--- Task to complete ---
Would you transcribe the whole listing exactly and drop its images?

──────── Data provided ────────

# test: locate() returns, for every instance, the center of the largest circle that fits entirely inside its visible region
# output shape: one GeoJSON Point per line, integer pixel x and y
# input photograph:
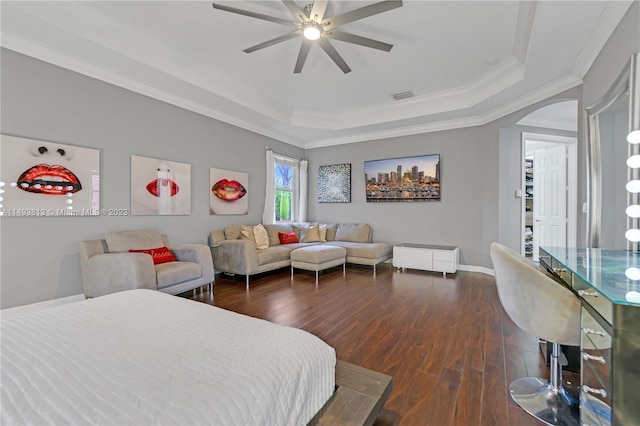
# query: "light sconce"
{"type": "Point", "coordinates": [633, 161]}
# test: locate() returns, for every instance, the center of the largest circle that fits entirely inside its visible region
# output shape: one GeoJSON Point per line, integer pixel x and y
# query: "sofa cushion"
{"type": "Point", "coordinates": [272, 231]}
{"type": "Point", "coordinates": [288, 238]}
{"type": "Point", "coordinates": [123, 241]}
{"type": "Point", "coordinates": [331, 231]}
{"type": "Point", "coordinates": [232, 232]}
{"type": "Point", "coordinates": [171, 273]}
{"type": "Point", "coordinates": [308, 232]}
{"type": "Point", "coordinates": [216, 237]}
{"type": "Point", "coordinates": [159, 255]}
{"type": "Point", "coordinates": [353, 232]}
{"type": "Point", "coordinates": [246, 233]}
{"type": "Point", "coordinates": [273, 254]}
{"type": "Point", "coordinates": [261, 237]}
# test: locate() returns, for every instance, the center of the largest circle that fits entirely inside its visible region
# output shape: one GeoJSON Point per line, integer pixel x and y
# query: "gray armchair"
{"type": "Point", "coordinates": [108, 266]}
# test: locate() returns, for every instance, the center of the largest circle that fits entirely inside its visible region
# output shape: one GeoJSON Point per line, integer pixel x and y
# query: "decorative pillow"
{"type": "Point", "coordinates": [322, 230]}
{"type": "Point", "coordinates": [159, 255]}
{"type": "Point", "coordinates": [232, 232]}
{"type": "Point", "coordinates": [261, 237]}
{"type": "Point", "coordinates": [310, 233]}
{"type": "Point", "coordinates": [288, 238]}
{"type": "Point", "coordinates": [272, 231]}
{"type": "Point", "coordinates": [246, 233]}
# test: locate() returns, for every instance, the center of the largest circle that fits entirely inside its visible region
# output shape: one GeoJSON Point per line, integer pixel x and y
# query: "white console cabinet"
{"type": "Point", "coordinates": [426, 257]}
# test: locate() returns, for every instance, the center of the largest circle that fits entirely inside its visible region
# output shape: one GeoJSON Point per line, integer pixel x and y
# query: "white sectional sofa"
{"type": "Point", "coordinates": [248, 250]}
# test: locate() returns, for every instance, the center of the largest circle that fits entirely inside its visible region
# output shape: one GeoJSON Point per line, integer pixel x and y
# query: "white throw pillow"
{"type": "Point", "coordinates": [310, 234]}
{"type": "Point", "coordinates": [261, 237]}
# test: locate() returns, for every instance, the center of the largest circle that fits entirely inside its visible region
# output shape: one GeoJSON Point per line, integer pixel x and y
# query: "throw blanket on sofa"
{"type": "Point", "coordinates": [145, 357]}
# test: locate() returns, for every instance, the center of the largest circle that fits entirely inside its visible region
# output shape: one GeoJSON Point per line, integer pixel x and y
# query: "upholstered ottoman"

────────

--- Reply ---
# test: locate() returns, for every instance, the center of the largest circle that fits entirely inside its visible region
# output shape: one GeoJSON Point per line, integer pixel x and y
# input photograph:
# query: "light sconce"
{"type": "Point", "coordinates": [633, 161]}
# test: locate() returns, for every instance, the center of the largest circle that fits entirely inside its visible region
# output shape: one GeoJSON Point per line, integer pixel x and y
# query: "sofa cushion"
{"type": "Point", "coordinates": [272, 231]}
{"type": "Point", "coordinates": [288, 238]}
{"type": "Point", "coordinates": [123, 241]}
{"type": "Point", "coordinates": [331, 231]}
{"type": "Point", "coordinates": [232, 232]}
{"type": "Point", "coordinates": [171, 273]}
{"type": "Point", "coordinates": [308, 232]}
{"type": "Point", "coordinates": [216, 237]}
{"type": "Point", "coordinates": [159, 255]}
{"type": "Point", "coordinates": [353, 232]}
{"type": "Point", "coordinates": [246, 233]}
{"type": "Point", "coordinates": [273, 254]}
{"type": "Point", "coordinates": [261, 237]}
# test: locate() returns, for every instance, the center of the largest circle that fits entirely inside its visible region
# output shape: one GeoJSON Point per line, integer pixel x and y
# query: "gray armchair"
{"type": "Point", "coordinates": [108, 266]}
# test: locate() returns, for every instance, the center of the largest circle that fits entirely inside its visible region
# output shape: one GeoJSON Point per line, integer pixel x and y
# query: "decorative pillow"
{"type": "Point", "coordinates": [322, 230]}
{"type": "Point", "coordinates": [159, 255]}
{"type": "Point", "coordinates": [232, 232]}
{"type": "Point", "coordinates": [261, 237]}
{"type": "Point", "coordinates": [310, 233]}
{"type": "Point", "coordinates": [288, 238]}
{"type": "Point", "coordinates": [272, 231]}
{"type": "Point", "coordinates": [246, 233]}
# test: locate() returns, for every instance, the center of the largest circle that fits entirely inside its visible region
# output shape: one GeoJSON Point per line, integer pixel x and y
# query: "white console cabinet"
{"type": "Point", "coordinates": [426, 257]}
# test: locate() returns, for every instance, the center of the largest circle that fits entirely inside its visible region
# output shape: one GeoJSON Point per line, integer pixel x and y
# query: "white sectional sofa"
{"type": "Point", "coordinates": [248, 250]}
# test: locate() returns, for every instance, the center of the largest circle that fits entirely inside its visible region
# output shape: one GeoJSON Point per line, integer pixel x and y
# query: "white throw pillow"
{"type": "Point", "coordinates": [310, 234]}
{"type": "Point", "coordinates": [261, 237]}
# test: locate() returns, for every instance, the center of the largest circle that fits entirely inside its visible region
# output shape: one GeoJSON Point per line, integer pixel x and y
# query: "throw blanket on sofa"
{"type": "Point", "coordinates": [145, 357]}
# test: locate() returns, for every instance, the center of the largest circle that fits entirely inside its visible region
# output shape: one GeoJSON Point per line, integer pixel x and y
# query: "upholstered ottoman"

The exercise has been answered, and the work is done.